- **Extrait de la page**
« Suzanne, une histoire du cirque », « Clan cabane », Festival Multi-pistes 2025, Nexon

clan-cabane-la-contrebande © Théo-Lavanant2

Se souvenir des belles choses

Laura Plas
Les Trois Coups

Dernière soirée de Multi-pistes. Au programme, une histoire sensible et intime du cirque d’antan, façon soirée diapo avec « Suzanne, une histoire du cirque » et pour finir en beauté « Clan cabane », sorte de « De amicitia » circassien joyeux, inventif, collectif.

Alors bon, on s’est dit face à Suzanne, une histoire du cirque : « Mais était-il nécessaire de montrer ce truc sous un chapiteau ? » On avait eu beau attendre. Nada, que pouic, pas une roulade, pas un artiste de cirque sur une scène vide. Words, words, and… pictures. Pendant une heure on avait en effet écouté une jeune femme pas forcément très à l’aise sur scène. On avait vu défiler des images dignes d’une soirée diapos en famille. On aurait dû regarder le teaser, hommage au Mépris de Godard, totalement cinéphilique.

- **Série d'exercices**
a) Recopiez le passage de la critique compris entre « Alors bon, on » et « Godard, totalement cinéphilique. », inclus, en substituant « tente » à « chapiteau ».
b) Dans la critique, quels adjectifs suivent directement le mot « circassien » ?
c) Poursuivez la critique de la soirée de Multi-pistes à la suite de sa dernière phrase.
Le matériel qui vient ensuite est indépendant de la critique.

- **Tracés de formes étiquetés**
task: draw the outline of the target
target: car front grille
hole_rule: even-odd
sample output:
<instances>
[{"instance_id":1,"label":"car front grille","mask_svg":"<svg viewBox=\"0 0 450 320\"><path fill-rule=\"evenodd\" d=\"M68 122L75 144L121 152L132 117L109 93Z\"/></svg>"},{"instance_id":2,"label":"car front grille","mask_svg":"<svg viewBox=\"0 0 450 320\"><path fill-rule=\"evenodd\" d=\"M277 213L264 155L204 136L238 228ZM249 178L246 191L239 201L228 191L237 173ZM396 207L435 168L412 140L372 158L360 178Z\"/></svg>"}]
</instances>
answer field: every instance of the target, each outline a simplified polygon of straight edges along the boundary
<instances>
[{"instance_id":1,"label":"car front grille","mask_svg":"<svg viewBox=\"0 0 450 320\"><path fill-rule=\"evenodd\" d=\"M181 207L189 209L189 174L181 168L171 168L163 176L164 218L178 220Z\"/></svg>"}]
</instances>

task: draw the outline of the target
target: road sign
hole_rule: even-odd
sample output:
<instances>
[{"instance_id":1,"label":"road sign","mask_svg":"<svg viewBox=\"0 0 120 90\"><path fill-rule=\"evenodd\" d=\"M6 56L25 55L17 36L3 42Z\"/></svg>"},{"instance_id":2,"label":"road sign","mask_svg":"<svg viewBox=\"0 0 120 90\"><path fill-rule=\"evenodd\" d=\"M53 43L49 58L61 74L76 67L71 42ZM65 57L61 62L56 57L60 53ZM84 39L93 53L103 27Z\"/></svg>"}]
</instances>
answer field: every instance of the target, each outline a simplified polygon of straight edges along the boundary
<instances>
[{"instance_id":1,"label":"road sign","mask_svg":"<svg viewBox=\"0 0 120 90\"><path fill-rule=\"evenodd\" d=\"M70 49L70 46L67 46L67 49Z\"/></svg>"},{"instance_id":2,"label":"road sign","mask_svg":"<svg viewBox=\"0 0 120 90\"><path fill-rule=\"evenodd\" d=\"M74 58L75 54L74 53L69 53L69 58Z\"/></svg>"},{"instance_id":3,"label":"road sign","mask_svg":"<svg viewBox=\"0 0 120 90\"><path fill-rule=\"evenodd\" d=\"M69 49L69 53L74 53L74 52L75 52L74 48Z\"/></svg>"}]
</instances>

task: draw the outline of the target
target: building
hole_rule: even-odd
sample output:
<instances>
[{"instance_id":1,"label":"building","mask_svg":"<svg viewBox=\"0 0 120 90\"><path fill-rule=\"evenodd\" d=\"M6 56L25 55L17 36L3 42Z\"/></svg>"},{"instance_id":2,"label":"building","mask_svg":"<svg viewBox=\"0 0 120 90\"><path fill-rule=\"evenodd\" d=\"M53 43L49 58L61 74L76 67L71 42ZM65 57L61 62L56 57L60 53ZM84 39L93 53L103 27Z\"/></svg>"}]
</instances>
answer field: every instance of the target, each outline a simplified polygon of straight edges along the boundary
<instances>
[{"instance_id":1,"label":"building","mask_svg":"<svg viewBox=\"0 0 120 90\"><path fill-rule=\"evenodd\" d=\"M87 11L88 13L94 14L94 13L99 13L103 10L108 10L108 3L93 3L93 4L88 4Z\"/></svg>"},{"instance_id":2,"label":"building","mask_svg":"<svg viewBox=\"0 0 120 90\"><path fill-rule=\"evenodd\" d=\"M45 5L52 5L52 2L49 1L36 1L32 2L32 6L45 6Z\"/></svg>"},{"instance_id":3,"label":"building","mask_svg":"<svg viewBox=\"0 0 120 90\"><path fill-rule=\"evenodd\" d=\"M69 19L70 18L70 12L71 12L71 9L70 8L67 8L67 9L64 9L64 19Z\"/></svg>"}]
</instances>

- **Réponses par exercice**
a)
Alors bon, on s’est dit face à Suzanne, une histoire du cirque : « Mais était-il nécessaire de montrer ce truc sous un tente ? » On avait eu beau attendre. Nada, que pouic, pas une roulade, pas un artiste de cirque sur une scène vide. Words, words, and… pictures. Pendant une heure on avait en effet écouté une jeune femme pas forcément très à l’aise sur scène. On avait vu défiler des images dignes d’une soirée diapos en famille. On aurait dû regarder le teaser, hommage au Mépris de Godard, totalement cinéphilique.

b) joyeux, inventif, collectif

c)
Pourtant quand la dernière image – puisqu’il s’agit bien d’images – s’est éteinte et qu’Anna Tauber est revenue saluer avec la modestie qui avait été la sienne pendant une heure et demie, les applaudissements crépitaient. Et pourtant après une nuit, on y pense encore et on a l’impression que cette étrange conférence-confidence résistera à l’érosion. Peut-être parce qu’elle a tissé un lien avec chacun des spectateurs.

Des bouts de moi

On a souvent peur au cirque, on est souvent époustouflée, mais d’une certaine manière la prouesse nous exclut. Ici, au contraire, on se retrouve en scène. Anna, ce pourrait être soi. Elle aime une chanteuse de variété. Sa pudeur nous offre souvent la vision de ses paupières. Sa diction n’est pas celle d’une comédienne. Surtout, elle nous parle, nous confiant les fragments d’une histoire, qui croise (ou croisera) inéluctablement la nôtre. Parfois, comme l’interprète, on aimerait retrouver des archives, des photos de visages qu’on ne verra plus jamais. On ressemble à Barthes s’obstinant dans La Chambre Claire à retrouver sa mère sur une photographie du jardin d’hiver. Et il nous reste peut-être seulement quelque chose d’aussi futile en apparence, d’aussi fragile qu’une chanson de Dalida.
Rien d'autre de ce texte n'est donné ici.